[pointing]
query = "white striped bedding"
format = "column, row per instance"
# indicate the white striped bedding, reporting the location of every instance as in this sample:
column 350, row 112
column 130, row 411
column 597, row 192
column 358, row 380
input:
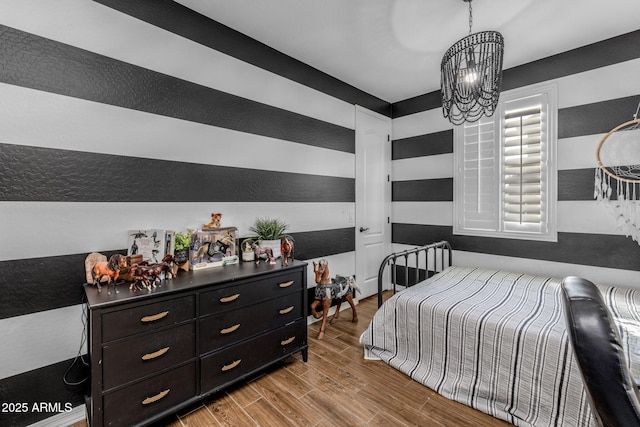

TASK INSTRUCTIONS: Return every line of the data above word for word, leaving out the picture.

COMPLETED EXERCISE:
[pointing]
query = "white striped bedding"
format = "column, row per instance"
# indicate the white striped bedding, reporting the location of every instance as in this sample:
column 350, row 112
column 130, row 411
column 597, row 192
column 358, row 380
input:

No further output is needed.